Transcribe the stretch of entries below from the line with "the red handbag shown in this photo?" through the line with "Target: trash bin", exactly and with both ends included; leave out all other lines.

DATASET CONTENT.
- Opening Delimiter -
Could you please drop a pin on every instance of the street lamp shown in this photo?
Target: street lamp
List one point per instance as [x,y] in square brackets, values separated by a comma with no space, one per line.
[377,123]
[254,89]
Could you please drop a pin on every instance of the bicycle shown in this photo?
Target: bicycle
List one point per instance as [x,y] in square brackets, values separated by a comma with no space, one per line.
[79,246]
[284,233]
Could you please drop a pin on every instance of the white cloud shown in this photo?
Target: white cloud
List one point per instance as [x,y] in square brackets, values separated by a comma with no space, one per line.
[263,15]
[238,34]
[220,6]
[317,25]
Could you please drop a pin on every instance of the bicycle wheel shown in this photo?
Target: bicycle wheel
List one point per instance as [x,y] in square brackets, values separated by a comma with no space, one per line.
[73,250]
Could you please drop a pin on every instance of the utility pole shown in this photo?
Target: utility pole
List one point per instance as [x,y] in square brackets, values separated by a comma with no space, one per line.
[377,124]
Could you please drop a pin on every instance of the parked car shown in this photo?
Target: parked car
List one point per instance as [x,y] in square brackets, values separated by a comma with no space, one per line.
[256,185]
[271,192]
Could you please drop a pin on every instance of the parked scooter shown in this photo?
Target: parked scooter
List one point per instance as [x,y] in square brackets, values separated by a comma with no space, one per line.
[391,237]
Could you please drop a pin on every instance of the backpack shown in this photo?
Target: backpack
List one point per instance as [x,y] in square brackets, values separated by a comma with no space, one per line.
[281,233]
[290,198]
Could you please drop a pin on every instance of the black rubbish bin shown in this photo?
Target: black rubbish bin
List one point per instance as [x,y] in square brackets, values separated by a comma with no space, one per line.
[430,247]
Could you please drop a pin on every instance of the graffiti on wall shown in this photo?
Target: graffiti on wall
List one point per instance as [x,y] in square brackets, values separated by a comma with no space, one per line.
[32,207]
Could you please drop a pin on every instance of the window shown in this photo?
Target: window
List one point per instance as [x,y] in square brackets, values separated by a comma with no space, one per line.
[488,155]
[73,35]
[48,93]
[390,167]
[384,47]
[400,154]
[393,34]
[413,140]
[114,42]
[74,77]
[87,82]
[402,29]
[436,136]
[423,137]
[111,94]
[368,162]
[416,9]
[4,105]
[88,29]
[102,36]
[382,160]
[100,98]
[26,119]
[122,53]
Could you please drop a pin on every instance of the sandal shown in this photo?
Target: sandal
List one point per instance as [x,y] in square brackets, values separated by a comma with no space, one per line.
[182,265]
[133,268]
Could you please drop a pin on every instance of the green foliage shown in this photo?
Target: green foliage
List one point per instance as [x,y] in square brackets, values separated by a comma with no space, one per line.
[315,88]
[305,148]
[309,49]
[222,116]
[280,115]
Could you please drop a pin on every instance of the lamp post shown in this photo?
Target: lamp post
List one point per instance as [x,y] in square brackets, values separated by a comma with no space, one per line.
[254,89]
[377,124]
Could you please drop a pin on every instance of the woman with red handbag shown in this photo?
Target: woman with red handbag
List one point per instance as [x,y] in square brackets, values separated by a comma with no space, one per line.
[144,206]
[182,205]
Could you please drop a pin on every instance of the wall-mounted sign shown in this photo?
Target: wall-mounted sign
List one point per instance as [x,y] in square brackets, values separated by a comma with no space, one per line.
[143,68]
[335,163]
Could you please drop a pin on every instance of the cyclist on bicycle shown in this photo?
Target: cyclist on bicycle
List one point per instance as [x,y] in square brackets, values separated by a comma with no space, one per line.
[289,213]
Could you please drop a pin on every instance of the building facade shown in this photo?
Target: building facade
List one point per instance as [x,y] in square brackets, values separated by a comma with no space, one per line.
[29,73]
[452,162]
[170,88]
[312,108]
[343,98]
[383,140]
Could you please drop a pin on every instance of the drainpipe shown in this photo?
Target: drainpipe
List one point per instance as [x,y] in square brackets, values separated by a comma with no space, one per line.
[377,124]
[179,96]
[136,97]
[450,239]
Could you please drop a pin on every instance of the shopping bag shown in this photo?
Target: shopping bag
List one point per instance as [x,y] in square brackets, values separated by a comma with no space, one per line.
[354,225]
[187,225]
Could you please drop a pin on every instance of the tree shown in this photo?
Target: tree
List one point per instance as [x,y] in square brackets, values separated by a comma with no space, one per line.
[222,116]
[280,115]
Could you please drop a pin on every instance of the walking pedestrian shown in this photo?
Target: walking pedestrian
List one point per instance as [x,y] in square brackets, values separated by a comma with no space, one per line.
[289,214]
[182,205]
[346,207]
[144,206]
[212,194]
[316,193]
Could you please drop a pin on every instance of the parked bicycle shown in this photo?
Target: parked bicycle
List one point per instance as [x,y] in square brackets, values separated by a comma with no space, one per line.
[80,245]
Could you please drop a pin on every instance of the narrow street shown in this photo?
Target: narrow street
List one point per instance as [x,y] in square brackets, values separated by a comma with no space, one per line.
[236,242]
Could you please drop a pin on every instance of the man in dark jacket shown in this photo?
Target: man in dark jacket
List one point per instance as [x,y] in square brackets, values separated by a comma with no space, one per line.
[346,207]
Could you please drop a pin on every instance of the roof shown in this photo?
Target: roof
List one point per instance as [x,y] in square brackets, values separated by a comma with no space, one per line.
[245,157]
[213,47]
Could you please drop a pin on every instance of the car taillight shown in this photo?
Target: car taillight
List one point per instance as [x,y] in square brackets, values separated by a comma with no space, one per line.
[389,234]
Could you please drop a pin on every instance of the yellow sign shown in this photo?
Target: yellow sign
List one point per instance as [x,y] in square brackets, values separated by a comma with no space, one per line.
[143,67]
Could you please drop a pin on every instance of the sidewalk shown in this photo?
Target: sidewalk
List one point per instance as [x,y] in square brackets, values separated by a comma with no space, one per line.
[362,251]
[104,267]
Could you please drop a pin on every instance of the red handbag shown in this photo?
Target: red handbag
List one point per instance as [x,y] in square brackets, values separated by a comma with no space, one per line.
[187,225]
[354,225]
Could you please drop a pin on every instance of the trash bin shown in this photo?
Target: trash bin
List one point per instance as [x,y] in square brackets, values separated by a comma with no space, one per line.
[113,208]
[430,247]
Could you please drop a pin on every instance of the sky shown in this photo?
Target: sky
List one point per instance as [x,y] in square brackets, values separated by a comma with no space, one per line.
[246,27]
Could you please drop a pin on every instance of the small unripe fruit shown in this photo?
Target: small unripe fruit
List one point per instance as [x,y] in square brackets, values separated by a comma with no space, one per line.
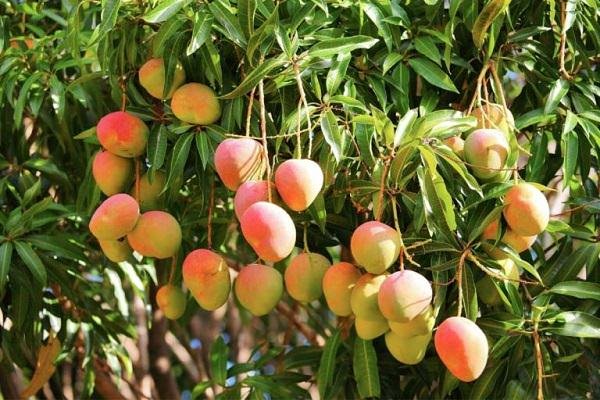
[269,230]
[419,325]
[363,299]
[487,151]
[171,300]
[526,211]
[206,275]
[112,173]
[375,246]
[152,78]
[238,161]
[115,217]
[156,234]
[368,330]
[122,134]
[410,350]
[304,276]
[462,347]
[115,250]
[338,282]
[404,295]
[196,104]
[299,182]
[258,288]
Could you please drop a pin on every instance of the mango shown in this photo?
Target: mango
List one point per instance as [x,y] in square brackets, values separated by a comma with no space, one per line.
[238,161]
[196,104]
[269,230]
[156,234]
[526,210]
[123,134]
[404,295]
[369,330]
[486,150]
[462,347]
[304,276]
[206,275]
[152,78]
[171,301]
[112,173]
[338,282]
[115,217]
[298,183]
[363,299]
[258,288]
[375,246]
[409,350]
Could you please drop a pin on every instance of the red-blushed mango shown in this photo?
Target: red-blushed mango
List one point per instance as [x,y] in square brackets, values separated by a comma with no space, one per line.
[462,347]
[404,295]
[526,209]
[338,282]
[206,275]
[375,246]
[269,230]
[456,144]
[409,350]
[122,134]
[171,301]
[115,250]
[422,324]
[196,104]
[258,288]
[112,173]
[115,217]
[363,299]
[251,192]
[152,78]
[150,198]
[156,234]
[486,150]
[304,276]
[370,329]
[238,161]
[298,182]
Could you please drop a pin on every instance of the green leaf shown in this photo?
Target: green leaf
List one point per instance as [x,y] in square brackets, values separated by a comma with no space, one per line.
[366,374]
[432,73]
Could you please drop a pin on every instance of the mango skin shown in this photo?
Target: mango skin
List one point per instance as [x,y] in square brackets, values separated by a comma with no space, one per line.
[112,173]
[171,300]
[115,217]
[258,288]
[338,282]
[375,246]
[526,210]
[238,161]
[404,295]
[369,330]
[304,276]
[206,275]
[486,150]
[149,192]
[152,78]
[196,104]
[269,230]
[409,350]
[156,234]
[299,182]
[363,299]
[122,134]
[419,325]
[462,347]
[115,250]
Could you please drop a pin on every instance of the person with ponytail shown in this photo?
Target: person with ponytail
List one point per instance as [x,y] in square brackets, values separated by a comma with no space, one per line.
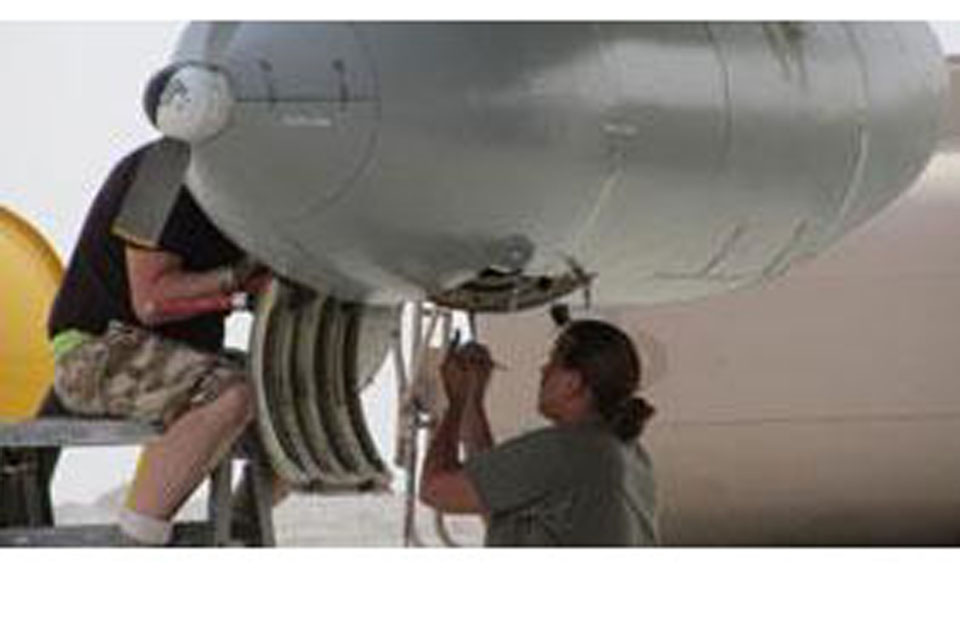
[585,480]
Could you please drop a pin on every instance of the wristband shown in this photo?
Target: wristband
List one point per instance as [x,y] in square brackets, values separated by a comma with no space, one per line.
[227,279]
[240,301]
- Closing Delimiter -
- Opening Delimiter -
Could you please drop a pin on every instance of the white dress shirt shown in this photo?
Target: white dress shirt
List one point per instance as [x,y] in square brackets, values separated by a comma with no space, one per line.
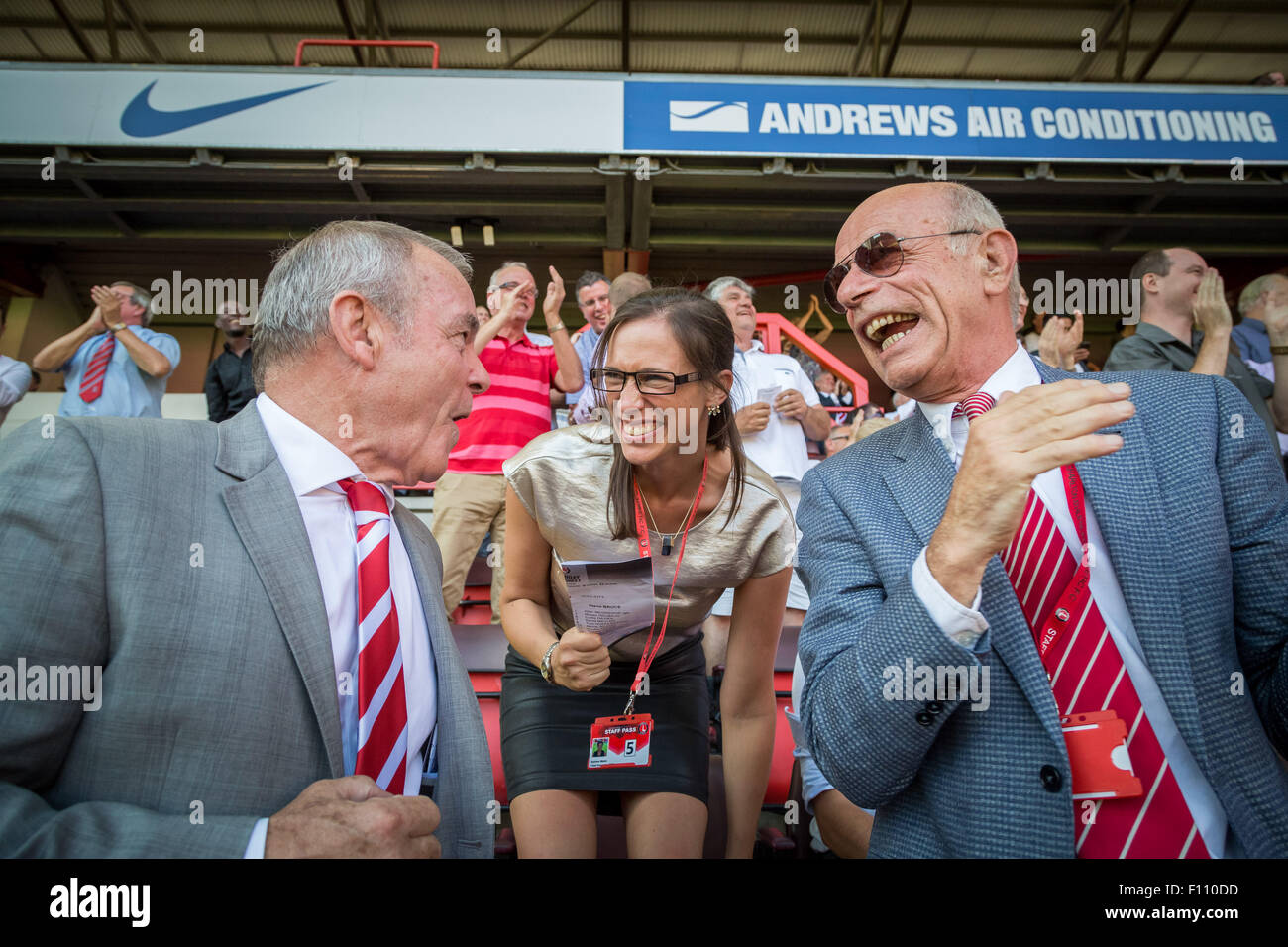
- Closing Delimiter -
RESPONSE TO THE EXERCISE.
Could you please drop a pin on every instance of the red handbag shown in this photo?
Target: red handbag
List one point per instance as [x,y] in square brackets, values separated by a comma with no space, one per line.
[187,225]
[354,225]
Could you please drop a pin on every instance of the trash bin shown in this photo?
Target: trash bin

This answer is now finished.